» **Required work**
Below are some records. Copy every line in them that holds "stone".

*** Block opens ***

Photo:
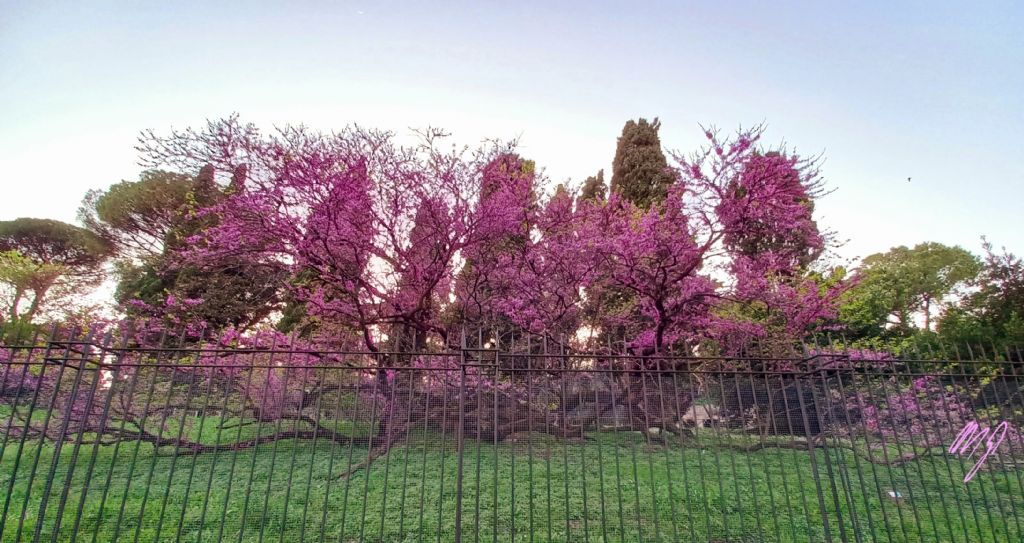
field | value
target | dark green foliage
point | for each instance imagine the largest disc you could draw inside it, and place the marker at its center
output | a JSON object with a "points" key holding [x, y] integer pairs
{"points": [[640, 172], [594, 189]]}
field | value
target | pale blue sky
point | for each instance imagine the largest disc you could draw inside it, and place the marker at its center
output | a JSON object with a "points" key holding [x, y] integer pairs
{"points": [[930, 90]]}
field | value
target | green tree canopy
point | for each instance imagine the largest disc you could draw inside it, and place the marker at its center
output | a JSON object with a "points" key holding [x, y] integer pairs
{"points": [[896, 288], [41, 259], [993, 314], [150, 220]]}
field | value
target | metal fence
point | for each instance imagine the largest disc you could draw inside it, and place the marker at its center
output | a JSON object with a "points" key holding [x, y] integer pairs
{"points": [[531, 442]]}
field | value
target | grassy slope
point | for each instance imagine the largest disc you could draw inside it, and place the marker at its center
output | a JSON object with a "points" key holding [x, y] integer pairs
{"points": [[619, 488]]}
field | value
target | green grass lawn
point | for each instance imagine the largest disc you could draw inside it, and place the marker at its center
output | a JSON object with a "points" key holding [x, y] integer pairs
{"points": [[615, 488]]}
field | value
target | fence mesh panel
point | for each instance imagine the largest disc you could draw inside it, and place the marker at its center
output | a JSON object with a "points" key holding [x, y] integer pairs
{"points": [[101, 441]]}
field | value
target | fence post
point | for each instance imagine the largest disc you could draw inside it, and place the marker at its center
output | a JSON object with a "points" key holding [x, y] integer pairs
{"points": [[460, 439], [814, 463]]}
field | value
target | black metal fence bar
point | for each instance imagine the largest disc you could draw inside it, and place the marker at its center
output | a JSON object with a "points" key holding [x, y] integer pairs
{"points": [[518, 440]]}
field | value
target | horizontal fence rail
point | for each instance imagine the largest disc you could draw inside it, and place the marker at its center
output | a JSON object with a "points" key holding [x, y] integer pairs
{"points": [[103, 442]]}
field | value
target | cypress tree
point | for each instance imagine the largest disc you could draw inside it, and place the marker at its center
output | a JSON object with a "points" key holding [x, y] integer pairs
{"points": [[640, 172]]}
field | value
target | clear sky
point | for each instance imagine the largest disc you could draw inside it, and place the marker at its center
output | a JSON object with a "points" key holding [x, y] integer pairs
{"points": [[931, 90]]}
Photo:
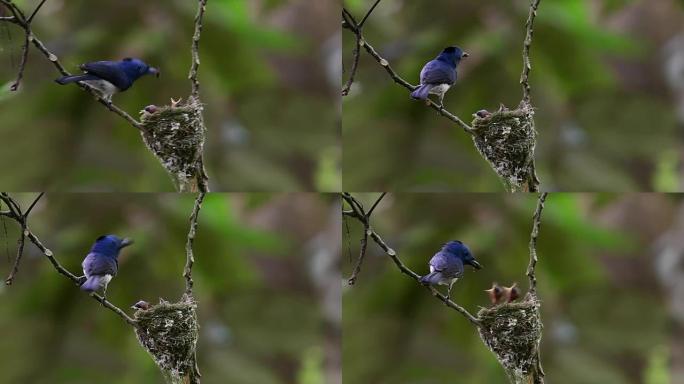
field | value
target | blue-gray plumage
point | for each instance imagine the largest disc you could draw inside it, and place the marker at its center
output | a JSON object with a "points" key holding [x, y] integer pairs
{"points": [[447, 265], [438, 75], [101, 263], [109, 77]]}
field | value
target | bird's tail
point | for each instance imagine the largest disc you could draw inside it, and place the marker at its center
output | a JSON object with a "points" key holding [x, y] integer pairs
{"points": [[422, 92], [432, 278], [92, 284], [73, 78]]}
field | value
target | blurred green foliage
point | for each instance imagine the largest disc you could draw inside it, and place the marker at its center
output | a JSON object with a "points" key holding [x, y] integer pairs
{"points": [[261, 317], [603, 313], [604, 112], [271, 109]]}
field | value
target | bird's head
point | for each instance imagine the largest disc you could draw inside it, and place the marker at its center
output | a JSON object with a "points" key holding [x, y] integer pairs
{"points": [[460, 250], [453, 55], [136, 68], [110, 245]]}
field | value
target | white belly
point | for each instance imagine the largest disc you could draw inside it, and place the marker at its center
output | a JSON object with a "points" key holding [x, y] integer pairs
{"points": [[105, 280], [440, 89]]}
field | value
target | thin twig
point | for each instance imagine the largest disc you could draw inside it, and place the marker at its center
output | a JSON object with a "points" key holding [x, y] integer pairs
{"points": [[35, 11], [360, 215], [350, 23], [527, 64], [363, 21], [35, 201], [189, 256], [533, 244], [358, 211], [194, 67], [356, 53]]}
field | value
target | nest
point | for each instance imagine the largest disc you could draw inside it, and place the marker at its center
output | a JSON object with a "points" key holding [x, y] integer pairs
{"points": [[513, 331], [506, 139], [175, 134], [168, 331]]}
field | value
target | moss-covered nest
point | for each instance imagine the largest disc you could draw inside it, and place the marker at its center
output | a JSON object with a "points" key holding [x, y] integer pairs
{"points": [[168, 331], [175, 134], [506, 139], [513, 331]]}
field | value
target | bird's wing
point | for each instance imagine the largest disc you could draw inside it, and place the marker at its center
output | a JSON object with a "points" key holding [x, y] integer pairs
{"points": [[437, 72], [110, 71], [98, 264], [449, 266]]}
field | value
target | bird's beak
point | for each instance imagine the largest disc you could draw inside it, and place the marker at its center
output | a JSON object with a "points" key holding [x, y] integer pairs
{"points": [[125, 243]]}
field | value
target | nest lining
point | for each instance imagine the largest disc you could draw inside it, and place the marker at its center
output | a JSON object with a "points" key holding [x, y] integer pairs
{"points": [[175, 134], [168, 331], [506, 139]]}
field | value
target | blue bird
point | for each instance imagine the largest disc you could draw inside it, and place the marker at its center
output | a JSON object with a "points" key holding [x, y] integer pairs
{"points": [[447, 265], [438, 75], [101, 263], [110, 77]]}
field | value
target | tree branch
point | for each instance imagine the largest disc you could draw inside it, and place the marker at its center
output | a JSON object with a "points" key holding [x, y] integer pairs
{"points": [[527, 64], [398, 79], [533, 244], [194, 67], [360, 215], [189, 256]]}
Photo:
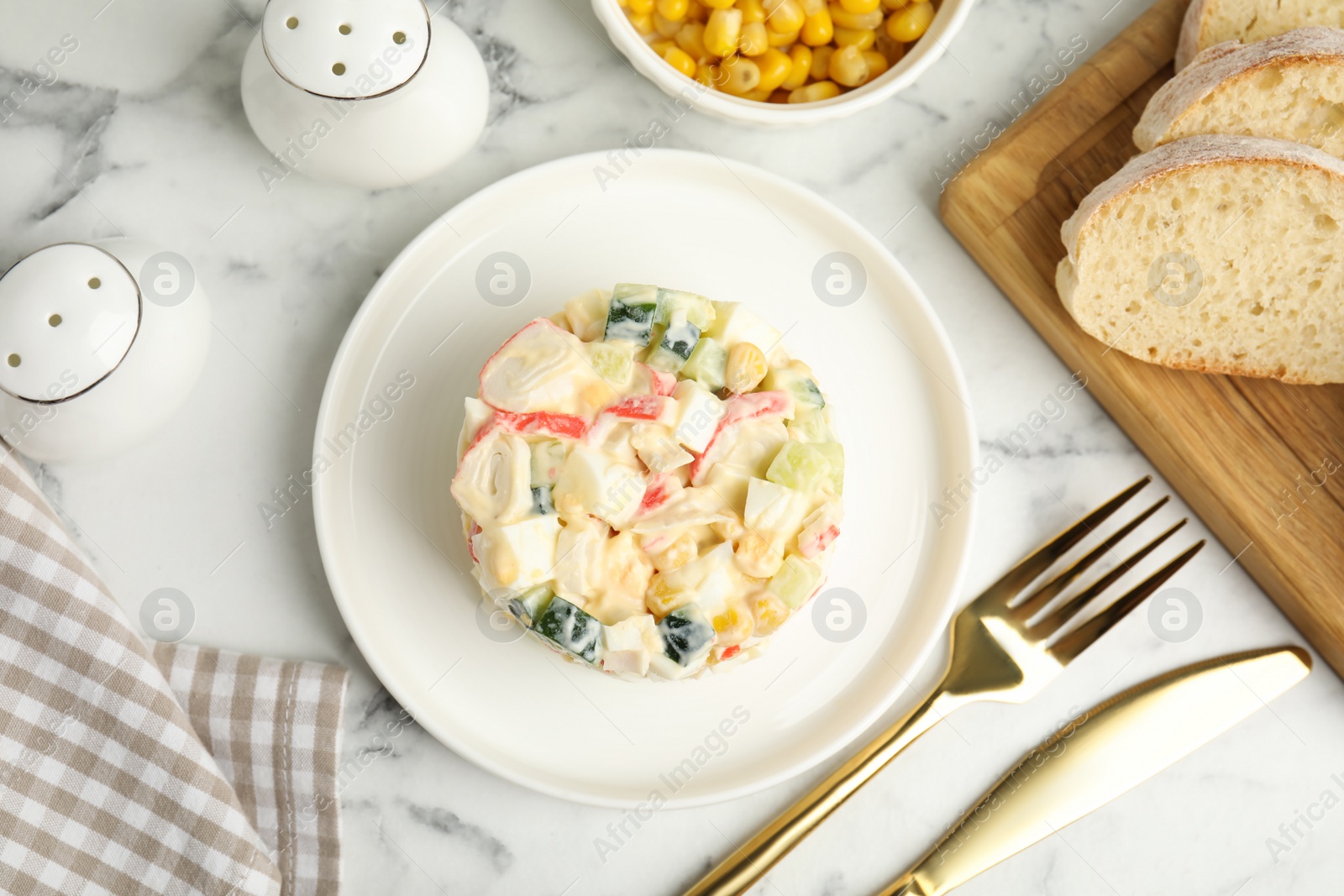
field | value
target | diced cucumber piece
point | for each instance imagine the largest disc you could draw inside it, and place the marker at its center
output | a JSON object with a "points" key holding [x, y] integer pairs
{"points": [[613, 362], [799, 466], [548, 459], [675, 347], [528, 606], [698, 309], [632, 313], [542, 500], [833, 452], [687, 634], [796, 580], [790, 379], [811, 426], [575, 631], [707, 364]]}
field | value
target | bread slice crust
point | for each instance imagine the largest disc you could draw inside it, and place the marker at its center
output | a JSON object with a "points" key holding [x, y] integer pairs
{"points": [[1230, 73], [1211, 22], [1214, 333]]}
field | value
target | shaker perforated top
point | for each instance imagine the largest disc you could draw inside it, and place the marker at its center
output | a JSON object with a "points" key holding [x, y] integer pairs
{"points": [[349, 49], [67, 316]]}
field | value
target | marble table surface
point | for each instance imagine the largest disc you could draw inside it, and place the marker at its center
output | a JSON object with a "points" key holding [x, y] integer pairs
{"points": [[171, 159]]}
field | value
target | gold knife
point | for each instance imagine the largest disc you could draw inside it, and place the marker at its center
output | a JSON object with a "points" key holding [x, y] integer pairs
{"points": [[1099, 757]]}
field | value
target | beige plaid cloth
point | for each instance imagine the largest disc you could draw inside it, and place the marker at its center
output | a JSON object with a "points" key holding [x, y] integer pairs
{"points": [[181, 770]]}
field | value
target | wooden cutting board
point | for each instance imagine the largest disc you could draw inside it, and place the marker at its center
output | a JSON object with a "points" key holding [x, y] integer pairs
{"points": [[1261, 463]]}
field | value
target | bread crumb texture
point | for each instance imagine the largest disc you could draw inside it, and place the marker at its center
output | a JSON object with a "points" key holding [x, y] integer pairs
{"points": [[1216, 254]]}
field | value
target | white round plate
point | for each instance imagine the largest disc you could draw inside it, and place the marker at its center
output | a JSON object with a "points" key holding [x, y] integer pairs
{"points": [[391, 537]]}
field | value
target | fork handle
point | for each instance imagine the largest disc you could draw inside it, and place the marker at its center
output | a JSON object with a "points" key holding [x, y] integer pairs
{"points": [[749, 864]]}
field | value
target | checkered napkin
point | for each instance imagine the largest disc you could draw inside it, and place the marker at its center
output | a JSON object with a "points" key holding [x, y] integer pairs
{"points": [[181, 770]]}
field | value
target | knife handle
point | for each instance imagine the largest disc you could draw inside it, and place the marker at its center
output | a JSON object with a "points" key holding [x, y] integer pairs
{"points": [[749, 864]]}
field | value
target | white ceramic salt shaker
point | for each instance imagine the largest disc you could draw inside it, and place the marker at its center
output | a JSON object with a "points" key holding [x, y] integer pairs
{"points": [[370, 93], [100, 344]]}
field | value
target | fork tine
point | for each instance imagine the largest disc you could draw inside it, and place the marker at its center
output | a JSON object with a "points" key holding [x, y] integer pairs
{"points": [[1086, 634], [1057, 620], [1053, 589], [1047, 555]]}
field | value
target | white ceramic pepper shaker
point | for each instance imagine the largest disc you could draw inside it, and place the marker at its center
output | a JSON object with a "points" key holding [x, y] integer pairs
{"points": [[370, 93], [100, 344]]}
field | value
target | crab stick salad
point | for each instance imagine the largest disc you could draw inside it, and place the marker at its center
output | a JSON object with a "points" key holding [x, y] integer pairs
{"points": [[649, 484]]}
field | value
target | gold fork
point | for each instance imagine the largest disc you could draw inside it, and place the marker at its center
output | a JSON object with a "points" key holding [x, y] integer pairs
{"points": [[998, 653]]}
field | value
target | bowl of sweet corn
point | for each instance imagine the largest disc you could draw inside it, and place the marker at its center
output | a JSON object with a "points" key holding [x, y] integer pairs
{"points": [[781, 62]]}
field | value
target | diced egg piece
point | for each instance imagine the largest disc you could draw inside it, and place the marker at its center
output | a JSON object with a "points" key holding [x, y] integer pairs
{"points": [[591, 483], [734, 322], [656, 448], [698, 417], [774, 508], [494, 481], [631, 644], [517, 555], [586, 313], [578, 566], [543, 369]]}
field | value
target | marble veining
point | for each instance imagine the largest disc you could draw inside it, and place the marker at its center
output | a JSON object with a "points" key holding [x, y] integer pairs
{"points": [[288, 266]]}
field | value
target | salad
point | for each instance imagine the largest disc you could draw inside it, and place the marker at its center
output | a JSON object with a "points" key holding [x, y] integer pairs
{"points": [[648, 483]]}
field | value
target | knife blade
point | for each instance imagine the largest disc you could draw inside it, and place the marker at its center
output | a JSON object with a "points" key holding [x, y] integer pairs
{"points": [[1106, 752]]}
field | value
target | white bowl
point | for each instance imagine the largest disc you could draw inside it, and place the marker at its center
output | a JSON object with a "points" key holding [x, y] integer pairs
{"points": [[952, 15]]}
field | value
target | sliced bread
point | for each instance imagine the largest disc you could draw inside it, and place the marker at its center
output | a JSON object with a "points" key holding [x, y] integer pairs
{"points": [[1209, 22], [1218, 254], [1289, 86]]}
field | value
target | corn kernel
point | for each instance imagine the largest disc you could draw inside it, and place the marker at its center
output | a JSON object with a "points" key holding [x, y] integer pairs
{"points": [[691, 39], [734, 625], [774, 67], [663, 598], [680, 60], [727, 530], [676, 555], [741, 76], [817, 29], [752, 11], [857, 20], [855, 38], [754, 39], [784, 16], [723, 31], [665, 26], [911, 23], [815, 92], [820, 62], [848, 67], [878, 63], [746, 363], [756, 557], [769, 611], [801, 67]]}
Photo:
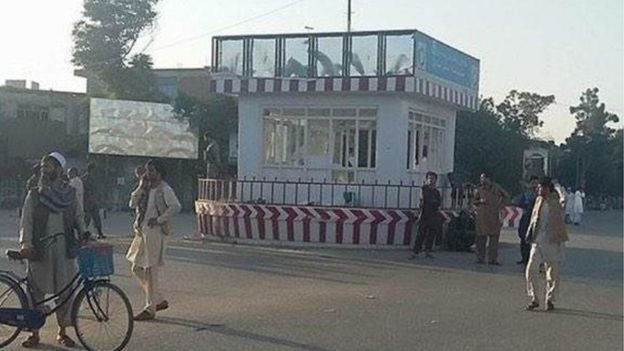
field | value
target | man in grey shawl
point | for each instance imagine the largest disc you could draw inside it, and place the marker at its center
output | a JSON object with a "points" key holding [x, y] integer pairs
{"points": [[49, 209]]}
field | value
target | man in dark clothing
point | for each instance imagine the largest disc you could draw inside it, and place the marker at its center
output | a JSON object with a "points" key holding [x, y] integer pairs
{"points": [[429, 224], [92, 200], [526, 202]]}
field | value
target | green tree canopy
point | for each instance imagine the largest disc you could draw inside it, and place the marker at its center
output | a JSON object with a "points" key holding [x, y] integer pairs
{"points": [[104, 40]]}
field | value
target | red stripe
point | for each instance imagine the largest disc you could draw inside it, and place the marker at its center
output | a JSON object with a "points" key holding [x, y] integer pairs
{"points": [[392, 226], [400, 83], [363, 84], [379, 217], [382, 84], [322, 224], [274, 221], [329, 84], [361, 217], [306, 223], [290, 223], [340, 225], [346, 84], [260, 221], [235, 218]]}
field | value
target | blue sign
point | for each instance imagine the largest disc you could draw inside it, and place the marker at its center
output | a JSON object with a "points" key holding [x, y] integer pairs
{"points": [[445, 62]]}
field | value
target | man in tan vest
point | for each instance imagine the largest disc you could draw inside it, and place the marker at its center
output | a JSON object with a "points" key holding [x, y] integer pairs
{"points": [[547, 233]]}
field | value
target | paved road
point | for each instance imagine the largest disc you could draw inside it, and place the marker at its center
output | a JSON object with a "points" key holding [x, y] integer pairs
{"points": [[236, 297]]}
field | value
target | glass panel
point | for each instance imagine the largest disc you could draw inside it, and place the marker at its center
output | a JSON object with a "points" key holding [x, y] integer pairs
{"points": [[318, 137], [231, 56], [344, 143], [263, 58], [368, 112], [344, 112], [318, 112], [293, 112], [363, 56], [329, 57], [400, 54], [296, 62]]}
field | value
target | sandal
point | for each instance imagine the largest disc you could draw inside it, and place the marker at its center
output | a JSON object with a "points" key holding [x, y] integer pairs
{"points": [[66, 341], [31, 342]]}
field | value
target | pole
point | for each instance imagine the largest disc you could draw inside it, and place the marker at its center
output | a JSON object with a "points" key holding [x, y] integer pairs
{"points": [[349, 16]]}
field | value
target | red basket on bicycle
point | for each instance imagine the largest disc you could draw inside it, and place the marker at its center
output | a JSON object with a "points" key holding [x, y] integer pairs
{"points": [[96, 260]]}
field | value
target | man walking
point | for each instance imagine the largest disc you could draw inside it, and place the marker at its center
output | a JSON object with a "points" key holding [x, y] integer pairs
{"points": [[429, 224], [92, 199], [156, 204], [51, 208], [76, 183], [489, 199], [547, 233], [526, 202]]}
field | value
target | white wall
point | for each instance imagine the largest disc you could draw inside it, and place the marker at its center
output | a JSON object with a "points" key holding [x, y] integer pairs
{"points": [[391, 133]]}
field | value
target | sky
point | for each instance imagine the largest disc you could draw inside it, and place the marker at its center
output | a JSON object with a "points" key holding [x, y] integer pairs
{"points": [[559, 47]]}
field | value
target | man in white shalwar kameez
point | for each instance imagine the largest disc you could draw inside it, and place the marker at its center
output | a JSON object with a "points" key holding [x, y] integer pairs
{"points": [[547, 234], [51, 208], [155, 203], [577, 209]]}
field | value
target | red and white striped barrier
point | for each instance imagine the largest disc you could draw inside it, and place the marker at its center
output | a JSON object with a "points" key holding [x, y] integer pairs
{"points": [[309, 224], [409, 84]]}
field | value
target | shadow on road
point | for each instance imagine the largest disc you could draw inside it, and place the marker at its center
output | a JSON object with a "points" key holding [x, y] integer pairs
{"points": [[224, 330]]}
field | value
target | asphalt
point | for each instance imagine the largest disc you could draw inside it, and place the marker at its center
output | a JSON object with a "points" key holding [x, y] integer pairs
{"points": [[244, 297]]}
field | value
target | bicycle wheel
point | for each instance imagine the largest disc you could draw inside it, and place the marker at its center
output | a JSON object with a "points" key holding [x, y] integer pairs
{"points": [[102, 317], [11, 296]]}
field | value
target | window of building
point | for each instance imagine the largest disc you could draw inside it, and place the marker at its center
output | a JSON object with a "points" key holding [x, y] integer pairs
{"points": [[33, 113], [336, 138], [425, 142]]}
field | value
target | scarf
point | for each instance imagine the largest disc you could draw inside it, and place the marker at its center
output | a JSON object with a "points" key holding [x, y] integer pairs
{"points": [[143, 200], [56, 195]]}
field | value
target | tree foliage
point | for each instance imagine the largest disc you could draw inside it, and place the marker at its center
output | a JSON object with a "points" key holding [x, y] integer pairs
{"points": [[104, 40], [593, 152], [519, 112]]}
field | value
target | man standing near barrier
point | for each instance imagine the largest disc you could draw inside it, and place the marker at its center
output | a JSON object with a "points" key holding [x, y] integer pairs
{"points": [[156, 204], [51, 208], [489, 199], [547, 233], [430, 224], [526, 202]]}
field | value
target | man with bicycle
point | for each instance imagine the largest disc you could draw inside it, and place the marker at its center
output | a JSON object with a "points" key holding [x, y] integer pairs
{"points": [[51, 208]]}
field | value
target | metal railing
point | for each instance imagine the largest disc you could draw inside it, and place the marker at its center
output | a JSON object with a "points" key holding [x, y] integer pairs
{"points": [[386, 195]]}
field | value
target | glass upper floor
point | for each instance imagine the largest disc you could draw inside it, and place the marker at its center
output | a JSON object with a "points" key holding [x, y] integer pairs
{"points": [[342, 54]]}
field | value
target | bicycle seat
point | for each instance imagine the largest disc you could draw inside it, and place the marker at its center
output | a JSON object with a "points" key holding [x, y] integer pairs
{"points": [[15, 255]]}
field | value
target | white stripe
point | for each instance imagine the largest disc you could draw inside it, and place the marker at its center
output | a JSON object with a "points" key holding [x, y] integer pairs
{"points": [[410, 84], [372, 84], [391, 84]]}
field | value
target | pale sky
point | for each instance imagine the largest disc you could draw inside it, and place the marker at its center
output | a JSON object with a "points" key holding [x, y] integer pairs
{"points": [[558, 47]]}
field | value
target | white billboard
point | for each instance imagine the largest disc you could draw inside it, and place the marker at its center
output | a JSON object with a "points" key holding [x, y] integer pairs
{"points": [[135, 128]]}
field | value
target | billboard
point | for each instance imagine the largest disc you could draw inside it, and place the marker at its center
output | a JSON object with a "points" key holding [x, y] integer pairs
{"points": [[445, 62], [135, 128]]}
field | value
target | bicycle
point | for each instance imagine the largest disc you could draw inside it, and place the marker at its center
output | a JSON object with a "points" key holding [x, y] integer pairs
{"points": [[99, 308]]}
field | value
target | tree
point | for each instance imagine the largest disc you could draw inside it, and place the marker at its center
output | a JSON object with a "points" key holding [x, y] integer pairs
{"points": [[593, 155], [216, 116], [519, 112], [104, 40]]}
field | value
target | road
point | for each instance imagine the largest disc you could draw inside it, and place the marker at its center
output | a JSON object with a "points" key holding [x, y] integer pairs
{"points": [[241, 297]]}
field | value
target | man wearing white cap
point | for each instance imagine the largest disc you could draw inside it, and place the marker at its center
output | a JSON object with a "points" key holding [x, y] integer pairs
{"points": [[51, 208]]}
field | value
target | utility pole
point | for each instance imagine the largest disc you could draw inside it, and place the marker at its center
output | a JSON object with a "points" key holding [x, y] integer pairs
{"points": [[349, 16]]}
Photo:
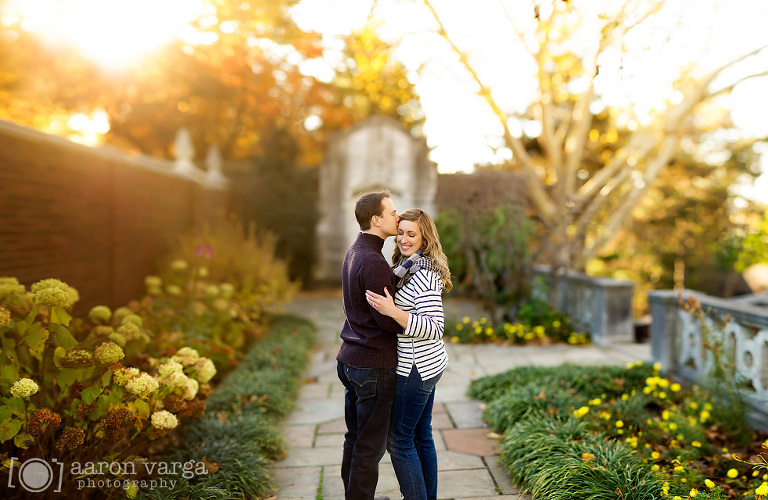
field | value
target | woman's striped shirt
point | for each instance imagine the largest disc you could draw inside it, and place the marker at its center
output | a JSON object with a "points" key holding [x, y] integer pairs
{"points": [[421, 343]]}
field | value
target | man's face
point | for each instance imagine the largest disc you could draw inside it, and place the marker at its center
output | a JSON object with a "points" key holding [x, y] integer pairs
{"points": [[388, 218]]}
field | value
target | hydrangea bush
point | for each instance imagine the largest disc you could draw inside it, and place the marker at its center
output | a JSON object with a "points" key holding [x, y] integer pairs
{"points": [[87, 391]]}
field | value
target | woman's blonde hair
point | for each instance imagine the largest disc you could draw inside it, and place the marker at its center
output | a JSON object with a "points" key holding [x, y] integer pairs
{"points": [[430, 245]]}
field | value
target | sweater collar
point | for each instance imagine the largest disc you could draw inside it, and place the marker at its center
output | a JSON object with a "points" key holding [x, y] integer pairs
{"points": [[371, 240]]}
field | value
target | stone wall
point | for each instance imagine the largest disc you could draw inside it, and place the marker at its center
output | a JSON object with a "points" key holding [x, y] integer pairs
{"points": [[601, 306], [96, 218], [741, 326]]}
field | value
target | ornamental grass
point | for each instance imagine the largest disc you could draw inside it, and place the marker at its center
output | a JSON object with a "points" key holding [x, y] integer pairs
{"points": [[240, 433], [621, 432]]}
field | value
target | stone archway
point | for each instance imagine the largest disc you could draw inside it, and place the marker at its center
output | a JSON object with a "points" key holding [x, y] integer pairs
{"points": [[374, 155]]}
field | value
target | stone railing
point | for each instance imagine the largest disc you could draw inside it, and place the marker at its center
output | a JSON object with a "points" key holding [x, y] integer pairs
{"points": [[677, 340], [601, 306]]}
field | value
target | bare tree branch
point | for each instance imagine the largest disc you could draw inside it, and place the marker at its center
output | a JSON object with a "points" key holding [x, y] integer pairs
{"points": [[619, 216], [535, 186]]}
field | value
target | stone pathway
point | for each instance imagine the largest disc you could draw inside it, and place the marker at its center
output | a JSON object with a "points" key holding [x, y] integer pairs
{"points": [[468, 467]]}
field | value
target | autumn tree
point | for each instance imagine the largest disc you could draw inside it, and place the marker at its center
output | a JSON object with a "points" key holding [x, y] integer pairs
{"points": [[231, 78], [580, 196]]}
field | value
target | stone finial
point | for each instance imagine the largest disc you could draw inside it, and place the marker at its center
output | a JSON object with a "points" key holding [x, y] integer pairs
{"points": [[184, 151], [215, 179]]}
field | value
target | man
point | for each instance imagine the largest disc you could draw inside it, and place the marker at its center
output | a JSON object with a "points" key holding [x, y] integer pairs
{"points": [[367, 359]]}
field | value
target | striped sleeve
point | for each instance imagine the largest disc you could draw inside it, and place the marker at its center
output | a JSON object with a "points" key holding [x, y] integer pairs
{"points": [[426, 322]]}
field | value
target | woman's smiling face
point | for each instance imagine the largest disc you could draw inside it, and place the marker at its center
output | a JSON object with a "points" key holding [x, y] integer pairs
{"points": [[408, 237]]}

*** Block closes ***

» **Exercise result**
target | stone wall
target | stone archway
target | stone railing
target | stone pathway
target | stone finial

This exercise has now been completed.